REQUIRED WORK
Pick out the lines below that contain the string "spaces" and copy them all.

RAW DATA
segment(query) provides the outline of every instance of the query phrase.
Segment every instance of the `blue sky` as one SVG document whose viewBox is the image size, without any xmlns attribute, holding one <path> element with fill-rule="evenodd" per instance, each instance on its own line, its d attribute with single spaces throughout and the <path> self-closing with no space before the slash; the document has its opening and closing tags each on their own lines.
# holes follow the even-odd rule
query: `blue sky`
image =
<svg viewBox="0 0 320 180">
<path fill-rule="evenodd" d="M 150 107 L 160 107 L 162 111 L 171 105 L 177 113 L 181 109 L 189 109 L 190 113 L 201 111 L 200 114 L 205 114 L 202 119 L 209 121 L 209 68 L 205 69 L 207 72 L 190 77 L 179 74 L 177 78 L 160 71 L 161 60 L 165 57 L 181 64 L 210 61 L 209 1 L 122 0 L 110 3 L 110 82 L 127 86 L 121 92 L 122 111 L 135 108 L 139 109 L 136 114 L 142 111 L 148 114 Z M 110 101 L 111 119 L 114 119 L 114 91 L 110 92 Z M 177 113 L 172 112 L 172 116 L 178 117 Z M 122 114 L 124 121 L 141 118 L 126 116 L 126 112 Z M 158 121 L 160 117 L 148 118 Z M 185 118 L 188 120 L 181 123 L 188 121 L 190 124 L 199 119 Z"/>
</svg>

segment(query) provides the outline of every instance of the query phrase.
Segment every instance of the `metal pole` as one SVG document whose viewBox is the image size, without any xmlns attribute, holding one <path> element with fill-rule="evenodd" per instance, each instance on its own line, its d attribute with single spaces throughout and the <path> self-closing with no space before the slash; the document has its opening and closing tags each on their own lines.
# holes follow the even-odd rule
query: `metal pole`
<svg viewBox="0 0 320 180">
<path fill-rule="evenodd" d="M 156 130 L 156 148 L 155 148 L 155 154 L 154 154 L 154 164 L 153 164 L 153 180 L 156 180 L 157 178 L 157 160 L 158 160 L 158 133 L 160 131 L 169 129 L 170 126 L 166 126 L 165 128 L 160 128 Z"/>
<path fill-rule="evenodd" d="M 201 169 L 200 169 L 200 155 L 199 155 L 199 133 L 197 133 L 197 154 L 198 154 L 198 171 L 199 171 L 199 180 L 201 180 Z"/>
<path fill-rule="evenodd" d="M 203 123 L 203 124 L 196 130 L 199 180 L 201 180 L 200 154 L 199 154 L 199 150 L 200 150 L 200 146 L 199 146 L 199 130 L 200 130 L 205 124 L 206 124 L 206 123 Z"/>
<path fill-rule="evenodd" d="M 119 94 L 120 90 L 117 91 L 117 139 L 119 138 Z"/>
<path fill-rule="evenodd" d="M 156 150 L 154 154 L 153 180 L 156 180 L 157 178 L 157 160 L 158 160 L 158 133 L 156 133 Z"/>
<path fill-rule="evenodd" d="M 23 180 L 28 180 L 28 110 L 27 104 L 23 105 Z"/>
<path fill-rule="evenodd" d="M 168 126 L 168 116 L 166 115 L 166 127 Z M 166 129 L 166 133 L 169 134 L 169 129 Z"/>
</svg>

TASK ANSWER
Segment every instance of the `blue sky` as one SVG document whose viewBox is the image size, without any xmlns attribute, holding one <path> element with fill-rule="evenodd" per instance, each instance on its own line, its d attribute with single spaces throughout and the <path> self-closing with no space before the slash; the document has its opening and closing tags each on their own lines.
Segment every instance of the `metal pole` as one SVG document whose viewBox is the image size, without any xmlns attribute, holding one <path> element with fill-rule="evenodd" per instance, each instance on its own line, its d attribute with single spaces throughout and the <path> self-closing with no space before the slash; the document has its opening and closing tags each on their own lines.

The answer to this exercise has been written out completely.